Rewrite every line of the data below as a numbered list, skipping any blank lines. Omit the picture lines from your list.

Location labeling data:
+++

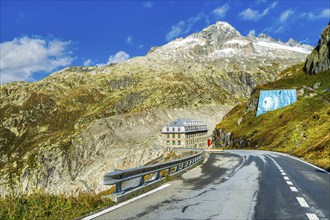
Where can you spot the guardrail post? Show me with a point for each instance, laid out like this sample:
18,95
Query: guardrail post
157,175
141,180
118,187
176,168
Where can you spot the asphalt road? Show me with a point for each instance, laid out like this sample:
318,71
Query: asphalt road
238,185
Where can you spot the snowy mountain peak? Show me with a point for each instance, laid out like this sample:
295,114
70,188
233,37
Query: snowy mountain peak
219,33
223,47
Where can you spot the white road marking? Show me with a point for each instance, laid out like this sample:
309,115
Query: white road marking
302,202
125,203
289,183
302,161
293,189
312,216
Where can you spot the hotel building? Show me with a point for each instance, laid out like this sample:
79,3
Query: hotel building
185,133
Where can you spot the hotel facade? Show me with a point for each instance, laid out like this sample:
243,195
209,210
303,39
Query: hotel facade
185,133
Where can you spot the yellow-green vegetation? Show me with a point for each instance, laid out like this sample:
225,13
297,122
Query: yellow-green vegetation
301,129
45,206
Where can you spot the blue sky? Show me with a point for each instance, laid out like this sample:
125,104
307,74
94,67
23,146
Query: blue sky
40,37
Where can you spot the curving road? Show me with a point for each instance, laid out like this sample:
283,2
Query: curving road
238,184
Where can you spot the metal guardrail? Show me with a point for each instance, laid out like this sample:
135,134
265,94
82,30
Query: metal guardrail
120,176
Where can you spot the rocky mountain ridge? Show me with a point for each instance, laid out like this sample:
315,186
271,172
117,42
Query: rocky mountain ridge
63,132
319,59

+++

• SOLUTION TO THE EXERCISE
1. Where can you spot the guardrail post? Show me with a point for each instance, laid out like this sample:
2. 18,95
3. Query: guardrail post
4. 157,175
5. 141,180
6. 118,187
7. 176,168
8. Where can you spot the asphalt road? Show me with a point for each instance, laid out like this sample:
9. 318,71
10. Query: asphalt road
11. 238,185
12. Where can you spot the snowy mountain peak? Show me with a point for each instance, laid out like this sample:
13. 295,114
14. 70,188
15. 233,37
16. Query: snowy mountain peak
17. 219,33
18. 223,47
19. Where can you spot the white road marking? Show me with a point for each instance, laid out like this sample:
20. 309,115
21. Query: white road marking
22. 302,202
23. 125,203
24. 289,183
25. 302,161
26. 293,189
27. 312,216
28. Where can you spot the hotel building? Show me with a point for each instance, laid out like this sample:
29. 79,3
30. Query: hotel building
31. 185,133
32. Where can you spot the hotel facade? Show me with a point for each instance, laid out like this sample:
33. 243,195
34. 209,210
35. 303,39
36. Query: hotel facade
37. 185,133
38. Where can you spot the yellow-green vegetation? Show me with a point for each instance, laid out like this sample:
39. 225,13
40. 297,122
41. Query: yellow-green vegetation
42. 301,129
43. 45,206
44. Where can you spot the blue sky? Show me with a point for each instance, laid out like this sample:
45. 125,104
46. 307,74
47. 94,67
48. 23,146
49. Query: blue sky
50. 40,37
51. Where can you spot the curving road? Show me with a point for each instance, laid out like this sample:
52. 283,2
53. Query: curving road
54. 238,184
55. Where can you spot the metal guardrail? Show me with a point for each instance, laid out like this sample:
56. 135,134
57. 265,94
58. 82,30
59. Query: metal guardrail
60. 120,176
61. Where can you spot the rocky mountain ridge? Show me with a point for each instance, laid out like this sample:
62. 315,186
63. 271,172
64. 117,42
65. Query: rocky mountain ridge
66. 63,132
67. 319,59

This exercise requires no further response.